**Action item:** Could you print the listing again exactly, omitting the pictures?

**Data extracts:**

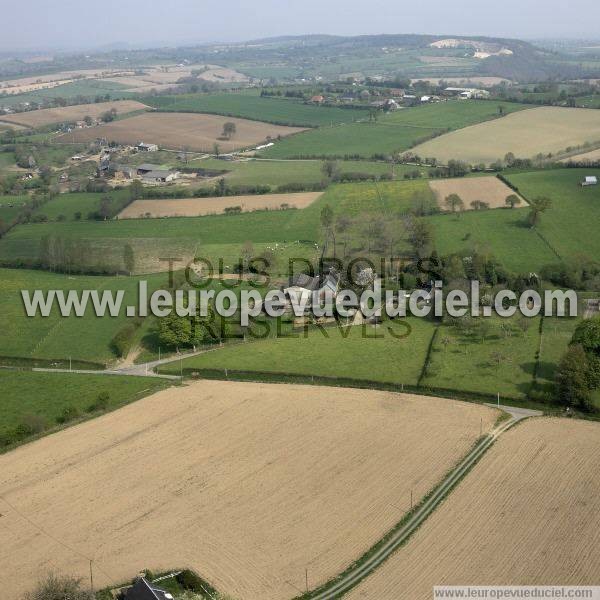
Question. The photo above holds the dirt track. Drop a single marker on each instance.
(487, 189)
(195, 207)
(178, 130)
(248, 483)
(526, 133)
(529, 513)
(46, 116)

**Written reply:**
Question. The photo above holds the dirt track. Drop a single marker on each instance.
(487, 189)
(195, 207)
(178, 130)
(248, 483)
(526, 133)
(529, 513)
(46, 116)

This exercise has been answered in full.